= What you should do =
Render every line from the start of the records through the line containing "box: [26, 3, 617, 361]", inclusive, as a Markdown table with the columns Row and Line. Number each row, and omit blank lines and pictures.

Recorded data
○ ○ ○ ○ ○ ○ ○
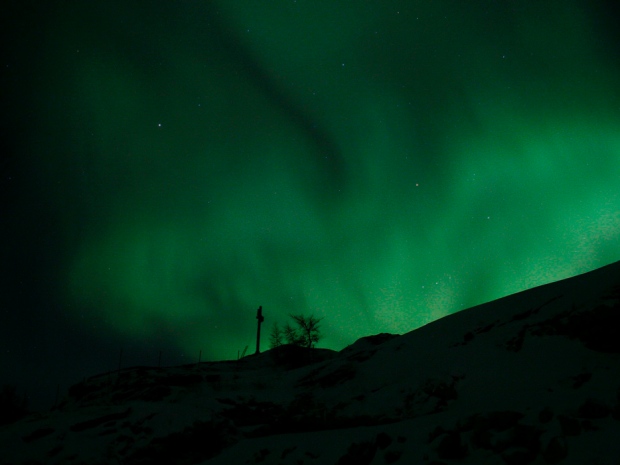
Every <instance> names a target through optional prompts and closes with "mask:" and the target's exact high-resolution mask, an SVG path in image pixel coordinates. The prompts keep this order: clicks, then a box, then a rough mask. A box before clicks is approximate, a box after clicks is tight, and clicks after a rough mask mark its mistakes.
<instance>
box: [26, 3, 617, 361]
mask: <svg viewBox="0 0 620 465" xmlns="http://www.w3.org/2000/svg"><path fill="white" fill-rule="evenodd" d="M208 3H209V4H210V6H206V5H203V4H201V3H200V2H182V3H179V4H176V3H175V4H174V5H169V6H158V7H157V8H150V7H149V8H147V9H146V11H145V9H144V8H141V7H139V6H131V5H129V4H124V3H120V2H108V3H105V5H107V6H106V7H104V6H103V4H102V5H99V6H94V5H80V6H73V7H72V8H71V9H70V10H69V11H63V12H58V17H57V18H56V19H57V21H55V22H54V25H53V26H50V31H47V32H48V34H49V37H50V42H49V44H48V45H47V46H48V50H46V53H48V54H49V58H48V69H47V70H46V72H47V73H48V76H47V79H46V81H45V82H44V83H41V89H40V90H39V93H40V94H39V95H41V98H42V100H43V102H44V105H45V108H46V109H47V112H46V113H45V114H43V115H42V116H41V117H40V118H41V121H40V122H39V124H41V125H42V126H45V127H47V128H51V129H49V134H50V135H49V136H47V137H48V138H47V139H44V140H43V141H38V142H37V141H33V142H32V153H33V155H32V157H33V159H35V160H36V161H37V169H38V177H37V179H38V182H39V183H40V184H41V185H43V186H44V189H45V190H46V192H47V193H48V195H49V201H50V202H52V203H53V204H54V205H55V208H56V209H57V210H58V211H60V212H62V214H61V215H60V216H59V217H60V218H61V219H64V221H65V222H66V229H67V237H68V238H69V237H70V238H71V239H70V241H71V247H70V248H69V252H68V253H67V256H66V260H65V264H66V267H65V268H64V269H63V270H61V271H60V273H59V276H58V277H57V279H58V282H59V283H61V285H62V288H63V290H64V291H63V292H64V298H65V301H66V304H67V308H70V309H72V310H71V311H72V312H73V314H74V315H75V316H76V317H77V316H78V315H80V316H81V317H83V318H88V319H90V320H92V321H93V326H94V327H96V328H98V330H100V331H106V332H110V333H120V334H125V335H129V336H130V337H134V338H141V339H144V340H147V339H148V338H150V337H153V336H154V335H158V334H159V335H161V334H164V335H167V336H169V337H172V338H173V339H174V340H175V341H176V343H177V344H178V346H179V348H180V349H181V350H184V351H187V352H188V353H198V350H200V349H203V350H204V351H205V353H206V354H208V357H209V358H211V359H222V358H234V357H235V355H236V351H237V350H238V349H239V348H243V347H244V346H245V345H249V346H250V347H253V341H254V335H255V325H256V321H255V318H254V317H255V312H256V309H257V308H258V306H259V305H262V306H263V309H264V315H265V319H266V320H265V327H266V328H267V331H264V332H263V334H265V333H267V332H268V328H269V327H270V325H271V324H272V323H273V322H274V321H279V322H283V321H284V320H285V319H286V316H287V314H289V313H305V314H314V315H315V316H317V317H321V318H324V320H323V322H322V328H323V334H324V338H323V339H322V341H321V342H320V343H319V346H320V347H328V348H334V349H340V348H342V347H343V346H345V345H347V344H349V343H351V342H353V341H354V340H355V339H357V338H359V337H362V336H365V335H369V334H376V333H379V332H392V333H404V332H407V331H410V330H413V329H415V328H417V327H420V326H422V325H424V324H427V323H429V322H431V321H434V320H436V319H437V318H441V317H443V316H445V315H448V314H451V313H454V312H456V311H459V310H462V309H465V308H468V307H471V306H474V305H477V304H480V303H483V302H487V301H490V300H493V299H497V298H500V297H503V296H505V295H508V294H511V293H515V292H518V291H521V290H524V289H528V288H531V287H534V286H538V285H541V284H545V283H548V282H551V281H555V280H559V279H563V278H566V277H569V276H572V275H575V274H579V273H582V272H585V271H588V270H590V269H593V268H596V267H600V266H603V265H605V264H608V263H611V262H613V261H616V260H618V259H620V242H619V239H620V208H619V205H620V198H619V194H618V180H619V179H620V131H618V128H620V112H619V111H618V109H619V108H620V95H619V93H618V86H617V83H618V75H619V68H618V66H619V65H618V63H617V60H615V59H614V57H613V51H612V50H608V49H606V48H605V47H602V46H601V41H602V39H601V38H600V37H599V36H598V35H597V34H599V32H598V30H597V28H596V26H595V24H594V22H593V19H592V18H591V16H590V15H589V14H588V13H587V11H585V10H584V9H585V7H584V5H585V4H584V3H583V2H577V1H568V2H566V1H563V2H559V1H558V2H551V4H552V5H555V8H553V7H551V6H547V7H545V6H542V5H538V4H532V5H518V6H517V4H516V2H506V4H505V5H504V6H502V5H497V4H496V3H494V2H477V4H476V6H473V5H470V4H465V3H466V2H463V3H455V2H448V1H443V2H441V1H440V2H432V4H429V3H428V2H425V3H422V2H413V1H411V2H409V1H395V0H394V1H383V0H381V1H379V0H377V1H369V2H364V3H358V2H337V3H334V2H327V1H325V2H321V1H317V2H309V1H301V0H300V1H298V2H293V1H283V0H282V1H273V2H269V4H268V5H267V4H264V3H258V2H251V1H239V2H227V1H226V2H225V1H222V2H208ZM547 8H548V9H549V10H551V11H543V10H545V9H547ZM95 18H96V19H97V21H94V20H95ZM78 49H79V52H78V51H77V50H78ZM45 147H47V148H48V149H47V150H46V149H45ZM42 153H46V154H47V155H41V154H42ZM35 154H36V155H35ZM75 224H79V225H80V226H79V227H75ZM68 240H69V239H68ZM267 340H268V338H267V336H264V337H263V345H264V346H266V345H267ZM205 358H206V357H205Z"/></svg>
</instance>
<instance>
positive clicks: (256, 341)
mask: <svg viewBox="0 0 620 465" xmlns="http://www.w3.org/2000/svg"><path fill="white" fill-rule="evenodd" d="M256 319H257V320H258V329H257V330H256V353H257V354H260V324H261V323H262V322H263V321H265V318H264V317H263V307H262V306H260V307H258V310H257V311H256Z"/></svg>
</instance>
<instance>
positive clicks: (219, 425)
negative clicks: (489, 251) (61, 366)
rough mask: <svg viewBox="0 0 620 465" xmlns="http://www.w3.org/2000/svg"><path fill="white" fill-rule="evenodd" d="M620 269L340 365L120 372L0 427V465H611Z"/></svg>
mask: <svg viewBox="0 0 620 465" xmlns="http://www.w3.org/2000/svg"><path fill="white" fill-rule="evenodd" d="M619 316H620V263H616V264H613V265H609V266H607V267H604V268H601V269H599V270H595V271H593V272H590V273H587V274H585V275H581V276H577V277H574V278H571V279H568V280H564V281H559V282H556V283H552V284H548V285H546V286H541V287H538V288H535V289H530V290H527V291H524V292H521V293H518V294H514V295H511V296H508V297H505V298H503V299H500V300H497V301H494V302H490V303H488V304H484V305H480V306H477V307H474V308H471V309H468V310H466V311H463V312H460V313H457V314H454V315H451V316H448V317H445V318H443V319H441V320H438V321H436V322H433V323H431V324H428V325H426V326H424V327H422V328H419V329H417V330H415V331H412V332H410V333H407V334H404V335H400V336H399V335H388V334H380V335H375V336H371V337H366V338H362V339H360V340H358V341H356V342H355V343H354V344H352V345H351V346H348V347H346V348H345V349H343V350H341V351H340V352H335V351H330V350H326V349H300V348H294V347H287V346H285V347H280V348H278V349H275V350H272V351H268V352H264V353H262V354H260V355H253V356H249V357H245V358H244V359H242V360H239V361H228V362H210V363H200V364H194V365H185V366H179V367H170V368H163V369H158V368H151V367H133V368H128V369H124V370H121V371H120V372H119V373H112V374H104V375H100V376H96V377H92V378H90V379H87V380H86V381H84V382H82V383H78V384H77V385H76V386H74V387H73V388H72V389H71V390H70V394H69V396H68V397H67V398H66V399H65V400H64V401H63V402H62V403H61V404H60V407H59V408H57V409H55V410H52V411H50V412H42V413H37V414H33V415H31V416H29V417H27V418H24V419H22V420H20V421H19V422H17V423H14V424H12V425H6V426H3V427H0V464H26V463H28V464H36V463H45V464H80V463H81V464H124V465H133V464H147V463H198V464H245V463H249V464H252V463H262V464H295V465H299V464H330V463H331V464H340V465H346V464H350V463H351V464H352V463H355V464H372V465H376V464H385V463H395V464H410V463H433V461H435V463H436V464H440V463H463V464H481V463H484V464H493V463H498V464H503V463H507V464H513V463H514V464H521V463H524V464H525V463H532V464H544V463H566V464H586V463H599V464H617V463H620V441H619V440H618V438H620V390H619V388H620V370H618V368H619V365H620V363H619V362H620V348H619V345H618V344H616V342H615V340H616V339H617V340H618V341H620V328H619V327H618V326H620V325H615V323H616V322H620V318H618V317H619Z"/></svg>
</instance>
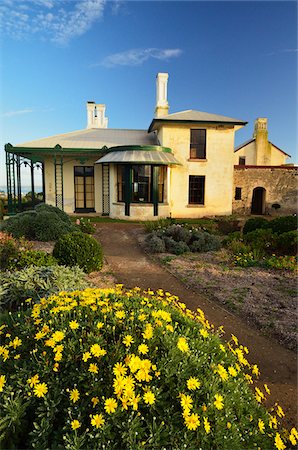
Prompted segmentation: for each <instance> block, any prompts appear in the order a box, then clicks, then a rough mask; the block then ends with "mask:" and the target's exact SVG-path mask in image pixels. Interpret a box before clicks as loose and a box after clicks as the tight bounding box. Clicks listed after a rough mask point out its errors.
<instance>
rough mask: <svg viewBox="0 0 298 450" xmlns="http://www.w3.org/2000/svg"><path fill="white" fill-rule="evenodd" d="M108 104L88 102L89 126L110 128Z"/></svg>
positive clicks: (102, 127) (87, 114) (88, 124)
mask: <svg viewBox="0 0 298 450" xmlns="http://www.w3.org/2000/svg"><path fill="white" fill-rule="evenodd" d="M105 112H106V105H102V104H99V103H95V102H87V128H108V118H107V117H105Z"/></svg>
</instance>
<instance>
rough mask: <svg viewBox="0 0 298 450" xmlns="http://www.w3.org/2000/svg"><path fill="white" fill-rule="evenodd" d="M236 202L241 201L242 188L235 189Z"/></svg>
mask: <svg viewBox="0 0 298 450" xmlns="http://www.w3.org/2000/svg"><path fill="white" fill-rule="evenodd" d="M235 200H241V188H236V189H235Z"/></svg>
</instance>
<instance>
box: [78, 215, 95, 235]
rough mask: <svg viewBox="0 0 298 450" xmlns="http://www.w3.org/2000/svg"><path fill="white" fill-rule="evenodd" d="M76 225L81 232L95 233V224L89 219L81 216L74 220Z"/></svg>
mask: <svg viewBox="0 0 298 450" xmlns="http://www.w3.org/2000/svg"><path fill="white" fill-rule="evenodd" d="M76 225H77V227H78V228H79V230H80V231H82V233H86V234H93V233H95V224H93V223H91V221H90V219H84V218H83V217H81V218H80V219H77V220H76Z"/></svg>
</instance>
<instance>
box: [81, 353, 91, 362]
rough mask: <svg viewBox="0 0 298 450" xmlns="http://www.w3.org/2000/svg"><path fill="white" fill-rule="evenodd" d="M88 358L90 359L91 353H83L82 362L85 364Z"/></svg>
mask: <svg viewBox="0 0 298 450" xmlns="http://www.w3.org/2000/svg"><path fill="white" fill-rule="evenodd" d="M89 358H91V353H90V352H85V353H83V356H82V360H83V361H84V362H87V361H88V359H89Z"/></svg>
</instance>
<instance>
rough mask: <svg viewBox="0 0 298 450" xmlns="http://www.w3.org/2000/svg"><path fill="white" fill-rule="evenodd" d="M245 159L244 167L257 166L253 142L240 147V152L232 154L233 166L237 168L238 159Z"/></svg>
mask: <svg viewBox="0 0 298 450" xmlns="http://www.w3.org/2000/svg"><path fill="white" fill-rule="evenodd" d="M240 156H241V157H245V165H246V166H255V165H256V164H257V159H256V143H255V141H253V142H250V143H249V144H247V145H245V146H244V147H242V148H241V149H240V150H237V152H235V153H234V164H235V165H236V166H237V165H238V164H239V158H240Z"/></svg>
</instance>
○ ○ ○ ○ ○ ○ ○
= Exercise solution =
| Row | Line |
|---|---|
| 1 | Every <instance> names a target through optional prompts and closes with "mask:" and the target's exact high-resolution mask, an SVG path in image pixel coordinates. The prompts keep this order: clicks, then a box, then a rough mask. A box before clicks is approximate, a box after clicks is tight, and clicks after a rough mask mark its mistakes. |
| 2 | <instance> |
| 3 | box: [26, 3, 617, 361] |